▶ **Problem to work on**
Output exactly the lines that run from the start of the records to the line with "positive clicks: (154, 74) (92, 82) (217, 2)", counting both ends, and skip the pictures.
=== Section Start ===
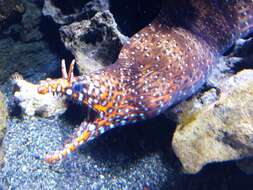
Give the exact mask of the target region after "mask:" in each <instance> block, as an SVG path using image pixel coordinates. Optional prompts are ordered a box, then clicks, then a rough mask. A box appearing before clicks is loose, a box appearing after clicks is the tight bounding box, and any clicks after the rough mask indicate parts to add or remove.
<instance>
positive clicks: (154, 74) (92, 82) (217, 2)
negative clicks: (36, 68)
mask: <svg viewBox="0 0 253 190" xmlns="http://www.w3.org/2000/svg"><path fill="white" fill-rule="evenodd" d="M252 17H253V1H252V0H240V1H239V0H238V1H236V0H230V1H227V0H212V1H211V0H187V1H186V0H176V1H166V4H165V5H164V6H163V9H162V10H161V12H160V14H159V15H158V16H157V18H156V19H155V20H154V21H153V22H152V23H151V24H149V25H148V26H147V27H145V28H144V29H142V30H141V31H140V32H138V33H136V34H135V35H134V36H133V37H132V38H131V39H130V40H129V41H128V42H127V43H126V44H125V45H124V47H123V48H122V50H121V52H120V54H119V57H118V60H117V61H116V63H114V64H112V65H111V66H108V67H106V68H104V69H102V70H99V71H96V72H93V73H91V74H88V75H84V76H79V77H74V75H73V66H74V64H73V63H72V64H71V67H70V71H69V72H68V73H67V72H66V67H65V63H64V62H63V63H62V73H63V77H62V78H61V79H54V80H52V79H50V80H47V81H44V82H43V83H42V84H41V85H40V87H39V88H38V92H39V93H42V94H45V93H50V92H53V93H62V94H64V95H66V96H67V97H68V98H70V99H72V100H74V101H76V102H77V103H80V104H83V105H86V106H89V107H90V108H92V109H93V110H95V111H96V112H97V113H98V117H97V118H96V119H95V121H93V122H90V123H87V122H86V121H84V122H83V123H82V124H81V125H80V127H79V128H78V129H77V131H76V132H75V133H74V134H73V135H72V138H71V140H70V141H69V142H68V143H66V144H65V146H64V147H63V148H62V149H61V150H59V151H56V152H54V153H52V154H48V155H46V157H45V160H46V161H47V162H48V163H55V162H57V161H59V160H61V159H62V158H64V157H66V156H67V155H68V154H69V153H70V152H73V151H75V150H76V149H77V148H78V147H79V146H80V145H81V144H84V143H85V142H87V141H89V140H91V139H94V138H95V137H96V136H99V135H100V134H102V133H104V132H106V131H108V130H110V129H112V128H114V127H116V126H123V125H126V124H129V123H135V122H137V121H140V120H145V119H147V118H152V117H155V116H156V115H158V114H160V113H161V112H162V111H164V110H165V109H167V108H168V107H170V106H171V105H173V104H176V103H177V102H179V101H182V100H184V99H186V98H187V97H189V96H191V95H192V94H193V93H195V92H196V91H197V90H198V89H199V88H200V87H201V86H202V84H203V83H204V82H205V80H206V77H207V76H208V74H209V73H210V71H211V69H212V67H213V65H214V63H215V62H216V59H217V57H218V56H219V55H221V54H222V53H223V52H224V51H225V50H226V49H227V48H229V47H230V46H231V45H232V44H233V42H234V41H235V40H236V39H238V38H239V37H242V36H245V35H247V34H249V33H250V32H251V31H252V27H253V18H252Z"/></svg>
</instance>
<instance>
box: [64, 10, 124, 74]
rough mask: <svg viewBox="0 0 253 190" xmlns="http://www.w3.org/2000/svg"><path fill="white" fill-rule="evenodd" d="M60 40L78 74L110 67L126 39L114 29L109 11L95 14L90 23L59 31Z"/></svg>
mask: <svg viewBox="0 0 253 190" xmlns="http://www.w3.org/2000/svg"><path fill="white" fill-rule="evenodd" d="M60 33H61V38H62V41H63V42H64V44H65V46H66V48H67V49H69V50H70V51H71V52H72V54H73V55H74V56H75V59H76V62H77V65H78V69H79V71H80V73H81V74H84V73H86V72H91V71H94V70H97V69H100V68H102V67H103V66H105V65H109V64H111V63H113V62H114V61H115V60H116V59H117V57H118V54H119V51H120V49H121V47H122V44H123V43H124V42H126V41H127V39H128V38H127V37H126V36H124V35H122V34H121V33H120V32H119V31H118V29H117V24H116V22H115V20H114V19H113V15H112V14H111V13H110V12H109V11H104V12H98V13H97V14H96V15H95V16H94V17H93V18H92V19H90V20H83V21H81V22H74V23H72V24H70V25H68V26H63V27H61V28H60Z"/></svg>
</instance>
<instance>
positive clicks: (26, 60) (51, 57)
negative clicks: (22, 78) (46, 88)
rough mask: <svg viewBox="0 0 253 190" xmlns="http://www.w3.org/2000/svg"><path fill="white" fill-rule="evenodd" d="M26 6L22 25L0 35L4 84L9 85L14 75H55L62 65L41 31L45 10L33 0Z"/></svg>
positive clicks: (29, 0) (20, 22)
mask: <svg viewBox="0 0 253 190" xmlns="http://www.w3.org/2000/svg"><path fill="white" fill-rule="evenodd" d="M23 4H24V5H25V7H26V11H25V13H24V14H23V15H22V18H21V20H20V22H19V23H16V24H13V25H11V26H9V27H8V28H6V29H4V30H3V31H1V33H0V47H1V48H0V70H1V75H0V83H4V82H6V81H7V80H8V77H9V76H10V75H11V74H13V73H14V72H19V73H22V75H25V76H26V77H31V76H32V75H37V78H39V76H40V75H44V76H45V73H50V72H52V71H53V70H54V69H55V67H56V66H55V65H56V64H57V65H59V59H58V58H57V56H56V55H55V54H54V53H53V52H52V51H51V50H50V47H49V45H48V44H47V43H46V42H45V41H43V40H42V37H43V36H42V33H41V31H40V29H39V24H40V22H41V16H42V14H41V9H40V8H39V7H38V6H37V5H35V4H34V3H32V1H31V0H26V1H24V3H23ZM34 71H36V72H34ZM35 73H36V74H35Z"/></svg>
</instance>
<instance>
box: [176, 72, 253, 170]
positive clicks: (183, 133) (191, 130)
mask: <svg viewBox="0 0 253 190" xmlns="http://www.w3.org/2000/svg"><path fill="white" fill-rule="evenodd" d="M221 86H222V88H221V94H220V95H219V97H216V98H217V100H215V99H214V100H212V101H209V102H207V103H204V104H203V105H202V106H199V109H197V107H196V106H193V104H195V105H196V98H195V99H193V100H192V101H190V102H187V103H186V104H187V106H185V107H187V108H188V109H189V108H190V109H189V110H188V111H187V112H183V114H181V116H180V119H179V124H178V126H177V128H176V131H175V134H174V136H173V142H172V146H173V149H174V151H175V153H176V155H177V156H178V158H179V159H180V161H181V163H182V165H183V168H184V170H185V172H187V173H196V172H198V171H199V170H200V169H201V168H202V167H203V166H204V165H205V164H207V163H211V162H220V161H227V160H237V159H242V158H245V157H249V156H253V70H244V71H241V72H239V73H238V74H236V75H234V76H232V77H230V78H229V79H228V80H226V81H224V82H223V85H221ZM207 93H213V92H212V91H209V92H207ZM207 93H205V94H204V96H206V95H207ZM200 99H201V98H200ZM190 105H192V109H191V106H190Z"/></svg>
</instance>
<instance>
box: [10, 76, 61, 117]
mask: <svg viewBox="0 0 253 190" xmlns="http://www.w3.org/2000/svg"><path fill="white" fill-rule="evenodd" d="M13 83H14V85H15V88H16V92H15V93H14V98H15V100H16V101H17V105H18V106H20V107H21V109H22V112H23V114H26V115H28V116H34V115H40V116H43V117H51V116H58V115H60V114H62V113H63V112H64V111H66V108H65V105H64V99H63V98H61V97H59V96H53V95H52V94H46V95H41V94H38V92H37V88H38V85H34V84H32V83H28V82H26V81H25V80H23V79H22V78H20V76H16V77H15V78H14V80H13ZM52 105H53V106H52Z"/></svg>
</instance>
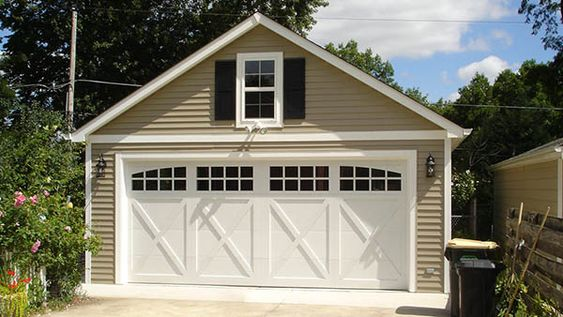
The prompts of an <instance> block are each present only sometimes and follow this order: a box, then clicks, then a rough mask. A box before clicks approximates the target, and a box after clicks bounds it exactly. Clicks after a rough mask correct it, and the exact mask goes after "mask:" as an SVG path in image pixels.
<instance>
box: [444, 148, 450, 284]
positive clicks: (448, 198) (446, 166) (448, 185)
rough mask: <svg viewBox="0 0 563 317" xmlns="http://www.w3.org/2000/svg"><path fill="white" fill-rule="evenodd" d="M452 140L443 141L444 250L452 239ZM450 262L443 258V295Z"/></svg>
mask: <svg viewBox="0 0 563 317" xmlns="http://www.w3.org/2000/svg"><path fill="white" fill-rule="evenodd" d="M451 199H452V140H451V139H445V140H444V249H443V250H445V248H446V245H447V244H448V241H449V240H450V239H451V238H452V200H451ZM449 264H450V262H449V261H448V260H446V258H445V257H444V271H443V272H442V274H443V280H444V293H448V292H449V290H450V274H449V272H450V265H449Z"/></svg>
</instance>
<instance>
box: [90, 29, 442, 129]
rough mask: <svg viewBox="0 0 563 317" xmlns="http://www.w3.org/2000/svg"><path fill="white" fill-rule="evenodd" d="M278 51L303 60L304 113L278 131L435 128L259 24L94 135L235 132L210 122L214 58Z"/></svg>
mask: <svg viewBox="0 0 563 317" xmlns="http://www.w3.org/2000/svg"><path fill="white" fill-rule="evenodd" d="M275 51H282V52H283V54H284V57H286V58H290V57H304V58H305V59H306V79H305V86H306V94H305V95H306V96H305V104H306V117H305V119H304V120H285V122H284V124H285V126H284V128H283V129H270V131H269V132H268V133H278V132H319V131H368V130H369V131H387V130H438V129H440V128H439V127H438V126H436V125H435V124H434V123H431V122H430V121H428V120H426V119H424V118H422V117H420V116H419V115H418V114H416V113H414V112H413V111H411V110H408V109H407V108H406V107H404V106H402V105H400V104H399V103H397V102H395V101H393V100H391V99H390V98H388V97H386V96H384V95H382V94H380V93H379V92H377V91H375V90H373V89H372V88H371V87H368V86H367V85H365V84H363V83H361V82H359V81H358V80H356V79H354V78H353V77H351V76H350V75H347V74H345V73H344V72H342V71H340V70H338V69H337V68H335V67H333V66H331V65H329V64H328V63H326V62H325V61H323V60H322V59H320V58H318V57H315V56H313V55H312V54H310V53H308V52H307V51H305V50H303V49H301V48H299V47H298V46H296V45H295V44H293V43H291V42H289V41H287V40H285V39H283V38H282V37H280V36H278V35H277V34H275V33H273V32H272V31H270V30H268V29H266V28H264V27H262V26H258V27H256V28H255V29H253V30H251V31H249V32H248V33H247V34H245V35H243V36H242V37H241V38H239V39H238V40H236V41H234V42H233V43H231V44H230V45H228V46H226V47H225V48H223V49H222V50H220V51H219V52H217V53H216V54H214V55H213V56H211V57H210V58H208V59H207V60H205V61H204V62H202V63H201V64H199V65H197V66H196V67H194V68H193V69H191V70H190V71H188V72H186V73H185V74H183V75H182V76H180V77H179V78H177V79H176V80H174V81H172V82H171V83H170V84H168V85H166V86H165V87H163V88H162V89H160V90H159V91H158V92H156V93H154V94H153V95H151V96H149V97H148V98H146V99H145V100H144V101H142V102H140V103H139V104H137V105H136V106H134V107H133V108H131V109H130V110H128V111H126V112H125V113H124V114H122V115H121V116H119V117H117V118H116V119H114V120H113V121H111V122H110V123H108V124H107V125H105V126H104V127H102V128H100V129H99V130H98V131H97V132H96V134H186V133H199V132H205V133H213V132H223V133H225V132H229V131H234V121H217V122H216V121H214V118H213V117H214V86H215V83H214V76H215V61H216V60H234V59H236V54H237V53H242V52H275Z"/></svg>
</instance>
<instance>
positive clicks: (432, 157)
mask: <svg viewBox="0 0 563 317" xmlns="http://www.w3.org/2000/svg"><path fill="white" fill-rule="evenodd" d="M435 175H436V160H435V159H434V157H433V156H432V154H430V153H429V154H428V157H427V158H426V177H434V176H435Z"/></svg>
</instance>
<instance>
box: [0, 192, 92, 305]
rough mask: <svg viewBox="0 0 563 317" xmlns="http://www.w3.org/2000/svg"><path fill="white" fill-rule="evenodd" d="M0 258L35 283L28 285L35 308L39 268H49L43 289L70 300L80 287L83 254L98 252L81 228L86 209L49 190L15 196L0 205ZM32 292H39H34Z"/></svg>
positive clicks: (83, 229)
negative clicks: (23, 274) (79, 263)
mask: <svg viewBox="0 0 563 317" xmlns="http://www.w3.org/2000/svg"><path fill="white" fill-rule="evenodd" d="M0 211H1V213H2V216H1V217H0V255H2V260H3V262H4V263H5V264H7V266H8V267H12V268H17V270H18V272H24V273H25V274H26V275H28V276H30V277H31V278H32V281H33V282H36V285H37V286H38V287H30V291H31V292H32V295H31V296H32V298H33V301H32V302H33V303H34V304H40V302H41V301H42V300H41V299H43V298H44V296H43V294H42V290H43V288H42V287H41V285H40V284H37V282H39V281H40V280H39V277H38V272H39V270H40V268H43V267H44V268H46V270H47V281H48V282H47V285H46V286H48V287H49V289H50V291H51V295H53V296H55V297H71V296H72V295H73V294H74V293H75V289H76V287H77V286H78V285H79V283H80V279H81V273H82V267H81V266H80V264H79V263H80V259H81V256H82V255H83V254H84V252H86V251H92V252H94V253H95V252H97V250H98V248H99V245H100V241H99V239H98V237H96V236H94V235H92V233H91V232H90V230H89V229H88V228H87V227H86V226H85V224H84V217H83V214H84V210H83V208H80V207H74V206H72V204H71V203H67V198H66V197H65V196H63V195H61V194H59V193H53V194H50V193H49V192H48V191H42V192H39V193H34V194H33V195H31V194H28V195H26V193H22V192H16V193H15V194H14V195H13V196H12V197H10V198H4V199H3V200H2V202H1V203H0ZM34 292H39V294H38V293H34Z"/></svg>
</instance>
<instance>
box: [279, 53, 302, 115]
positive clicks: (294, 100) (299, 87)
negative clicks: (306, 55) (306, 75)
mask: <svg viewBox="0 0 563 317" xmlns="http://www.w3.org/2000/svg"><path fill="white" fill-rule="evenodd" d="M283 112H284V119H304V118H305V59H304V58H287V59H285V60H284V62H283Z"/></svg>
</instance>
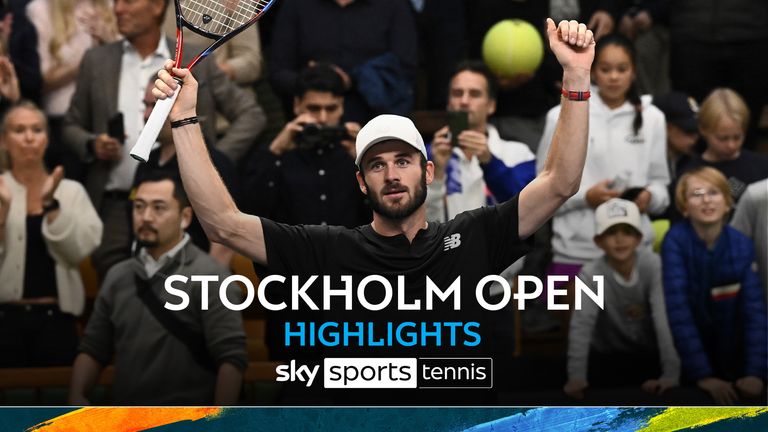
=== Section End ===
▶ **Solution for this task**
Give the exact mask of the target region after "mask:" in each <instance> block, as an SVG path using image pixel coordinates. Optional prompts are ordered a box, then clicks, then a rough mask. A box appearing before clicks is loose, a box appearing after clicks is the tight bounding box, and any clicks after the rough mask indicate parts to add or remove.
<instance>
positive clicks: (154, 74) (92, 82) (217, 2)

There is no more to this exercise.